• Work to be completed:
List each line in the rows below that contains the string "bounding".

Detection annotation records
====

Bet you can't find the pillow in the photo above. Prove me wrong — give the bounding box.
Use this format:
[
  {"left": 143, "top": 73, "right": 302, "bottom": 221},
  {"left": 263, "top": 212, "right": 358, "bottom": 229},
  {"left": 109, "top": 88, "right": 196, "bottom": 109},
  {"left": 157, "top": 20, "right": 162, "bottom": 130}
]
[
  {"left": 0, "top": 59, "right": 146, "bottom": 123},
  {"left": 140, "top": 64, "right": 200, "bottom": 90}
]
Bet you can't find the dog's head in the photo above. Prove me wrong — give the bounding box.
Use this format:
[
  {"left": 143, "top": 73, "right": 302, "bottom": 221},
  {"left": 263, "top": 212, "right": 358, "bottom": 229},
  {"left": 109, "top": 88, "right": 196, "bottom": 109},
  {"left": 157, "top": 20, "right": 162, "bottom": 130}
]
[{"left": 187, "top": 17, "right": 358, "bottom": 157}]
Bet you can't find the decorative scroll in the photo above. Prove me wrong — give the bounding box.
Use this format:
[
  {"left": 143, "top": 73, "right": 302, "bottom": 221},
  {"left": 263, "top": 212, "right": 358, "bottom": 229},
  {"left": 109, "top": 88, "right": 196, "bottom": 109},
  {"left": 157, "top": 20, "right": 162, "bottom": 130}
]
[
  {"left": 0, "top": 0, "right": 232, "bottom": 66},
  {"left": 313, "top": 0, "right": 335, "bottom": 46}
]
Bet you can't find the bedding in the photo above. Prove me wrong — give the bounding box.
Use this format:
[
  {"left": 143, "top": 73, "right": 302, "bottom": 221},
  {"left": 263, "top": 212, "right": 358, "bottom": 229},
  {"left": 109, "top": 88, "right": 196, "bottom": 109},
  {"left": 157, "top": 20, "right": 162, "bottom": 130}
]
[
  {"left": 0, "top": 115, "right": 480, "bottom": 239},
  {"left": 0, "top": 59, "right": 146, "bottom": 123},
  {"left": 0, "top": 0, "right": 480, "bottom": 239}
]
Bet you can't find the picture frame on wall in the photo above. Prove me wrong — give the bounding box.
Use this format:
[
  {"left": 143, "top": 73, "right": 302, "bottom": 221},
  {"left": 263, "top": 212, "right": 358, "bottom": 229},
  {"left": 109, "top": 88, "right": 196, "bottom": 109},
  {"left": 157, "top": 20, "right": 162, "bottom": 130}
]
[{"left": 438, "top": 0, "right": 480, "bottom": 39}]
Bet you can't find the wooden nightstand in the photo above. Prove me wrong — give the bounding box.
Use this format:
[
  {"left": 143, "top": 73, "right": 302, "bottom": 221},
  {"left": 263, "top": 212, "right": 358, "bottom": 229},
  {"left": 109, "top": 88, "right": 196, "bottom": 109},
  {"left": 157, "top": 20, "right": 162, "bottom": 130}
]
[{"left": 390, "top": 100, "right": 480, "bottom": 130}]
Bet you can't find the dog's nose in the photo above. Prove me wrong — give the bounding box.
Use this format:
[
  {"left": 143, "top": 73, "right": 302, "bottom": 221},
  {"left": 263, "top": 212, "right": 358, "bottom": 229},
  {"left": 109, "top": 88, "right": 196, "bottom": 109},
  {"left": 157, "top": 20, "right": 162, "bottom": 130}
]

====

• Solution:
Bet you can't find the pillow in the photo above. Prove me wrong — give the bounding box.
Bet you can't find the dog's head in the photo above. Prove me wrong — give the bounding box.
Bet you can't find the decorative scroll in the photo above. Prove me wrong — give the bounding box.
Bet you can't find the bedding in the photo above. Prove me wrong — give the bounding box.
Bet you can't find the picture frame on wall in the photo above. Prove me wrong — give the bounding box.
Bet you can't find the wooden nightstand in the photo above. Prove me wrong — give the bounding box.
Bet you can't find the dog's nose in the photo above. Prove me wrong — give the bounding box.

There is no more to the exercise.